### TASK DIRECTIONS
Could you filter the records below and keep only the lines with the word "riverbank"?

============

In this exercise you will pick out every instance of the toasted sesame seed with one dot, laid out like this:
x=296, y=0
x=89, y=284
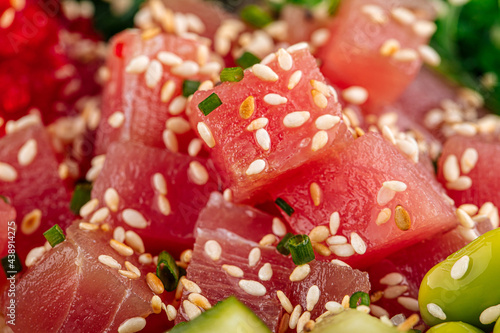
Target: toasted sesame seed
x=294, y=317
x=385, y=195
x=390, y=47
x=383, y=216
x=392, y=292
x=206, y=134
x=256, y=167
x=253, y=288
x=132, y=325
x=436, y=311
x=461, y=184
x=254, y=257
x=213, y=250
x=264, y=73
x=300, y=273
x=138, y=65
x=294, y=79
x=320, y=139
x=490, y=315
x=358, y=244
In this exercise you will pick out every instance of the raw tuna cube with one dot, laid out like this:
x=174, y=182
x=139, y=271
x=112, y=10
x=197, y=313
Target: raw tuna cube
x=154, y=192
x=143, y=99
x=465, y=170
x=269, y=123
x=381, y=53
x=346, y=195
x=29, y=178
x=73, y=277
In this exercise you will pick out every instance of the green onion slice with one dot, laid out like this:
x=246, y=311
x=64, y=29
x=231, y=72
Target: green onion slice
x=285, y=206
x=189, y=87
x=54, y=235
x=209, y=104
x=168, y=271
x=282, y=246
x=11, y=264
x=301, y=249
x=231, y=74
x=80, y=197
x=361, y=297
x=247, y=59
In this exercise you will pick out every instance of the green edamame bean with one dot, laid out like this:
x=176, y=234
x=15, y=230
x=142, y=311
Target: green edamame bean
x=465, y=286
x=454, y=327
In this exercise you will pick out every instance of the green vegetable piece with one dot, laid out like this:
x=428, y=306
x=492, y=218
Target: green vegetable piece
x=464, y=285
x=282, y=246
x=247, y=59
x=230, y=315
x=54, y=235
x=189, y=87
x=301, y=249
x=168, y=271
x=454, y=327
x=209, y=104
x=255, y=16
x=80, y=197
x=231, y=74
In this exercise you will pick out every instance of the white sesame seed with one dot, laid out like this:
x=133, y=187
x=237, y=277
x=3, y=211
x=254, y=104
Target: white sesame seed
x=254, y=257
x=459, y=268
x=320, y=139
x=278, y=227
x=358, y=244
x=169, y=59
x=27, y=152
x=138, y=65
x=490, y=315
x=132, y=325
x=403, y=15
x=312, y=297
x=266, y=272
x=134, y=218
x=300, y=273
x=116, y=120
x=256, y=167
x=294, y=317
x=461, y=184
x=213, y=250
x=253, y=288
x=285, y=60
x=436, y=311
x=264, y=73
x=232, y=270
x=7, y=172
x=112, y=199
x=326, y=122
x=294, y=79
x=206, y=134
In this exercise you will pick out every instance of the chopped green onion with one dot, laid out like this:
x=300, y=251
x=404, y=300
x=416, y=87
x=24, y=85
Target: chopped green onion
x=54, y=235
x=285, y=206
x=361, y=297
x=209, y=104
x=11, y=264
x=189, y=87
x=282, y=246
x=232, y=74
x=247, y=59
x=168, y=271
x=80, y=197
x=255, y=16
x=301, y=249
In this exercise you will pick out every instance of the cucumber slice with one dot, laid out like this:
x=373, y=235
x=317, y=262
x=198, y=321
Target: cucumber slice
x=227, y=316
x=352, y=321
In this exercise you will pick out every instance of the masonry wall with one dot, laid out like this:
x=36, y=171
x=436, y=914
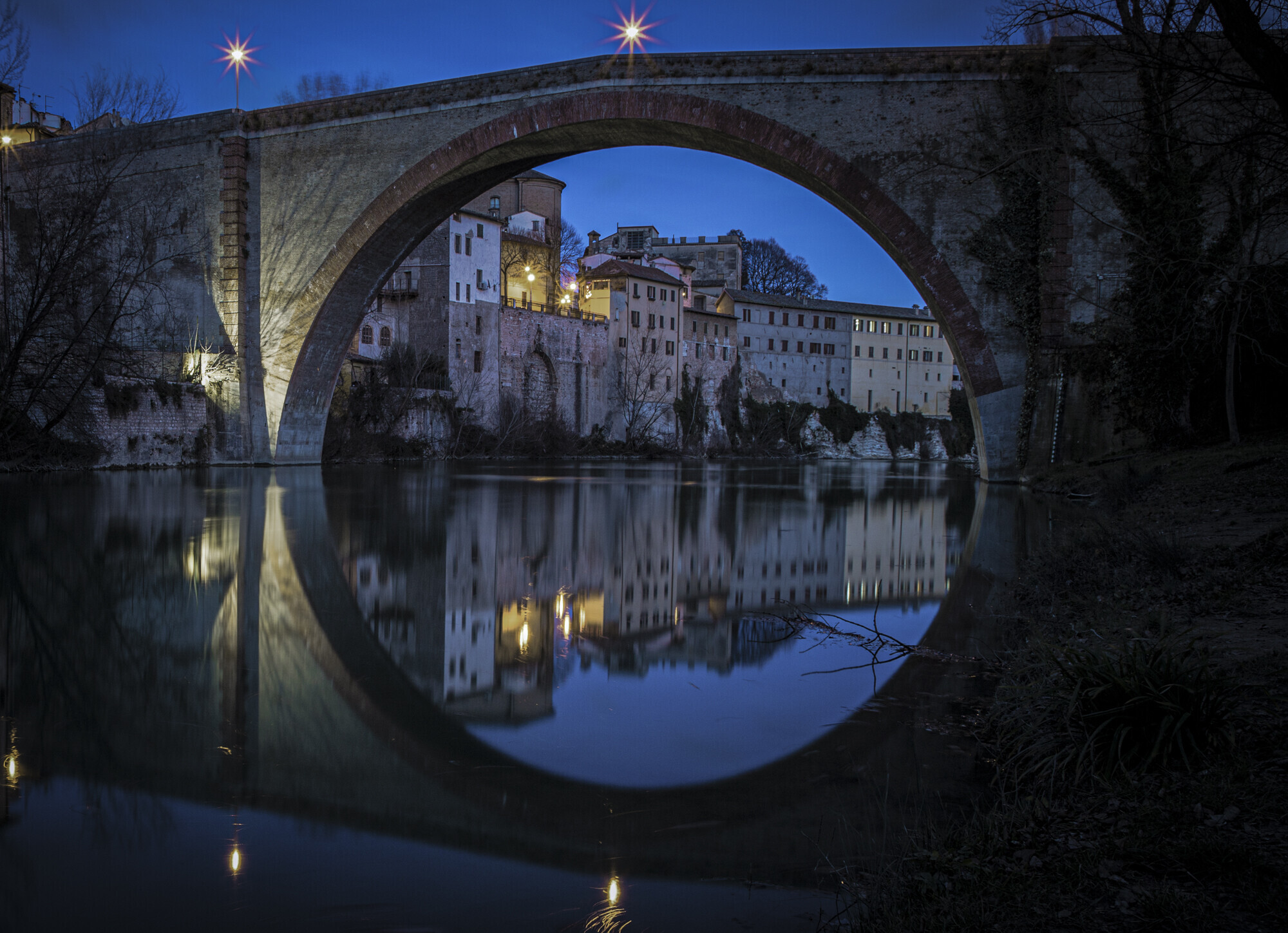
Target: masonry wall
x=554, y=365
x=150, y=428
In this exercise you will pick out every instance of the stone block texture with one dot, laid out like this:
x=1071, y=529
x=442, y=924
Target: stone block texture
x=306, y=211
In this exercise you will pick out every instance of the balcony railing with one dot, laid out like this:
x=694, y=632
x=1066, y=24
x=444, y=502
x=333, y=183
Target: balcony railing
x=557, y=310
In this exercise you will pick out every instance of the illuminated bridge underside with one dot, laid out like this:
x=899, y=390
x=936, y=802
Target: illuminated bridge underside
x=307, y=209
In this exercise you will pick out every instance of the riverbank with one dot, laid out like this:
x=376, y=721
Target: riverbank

============

### TASK RESULT
In this exercise you will pick out every instance of the riverbank with one dot, laid out like this:
Target: riverbank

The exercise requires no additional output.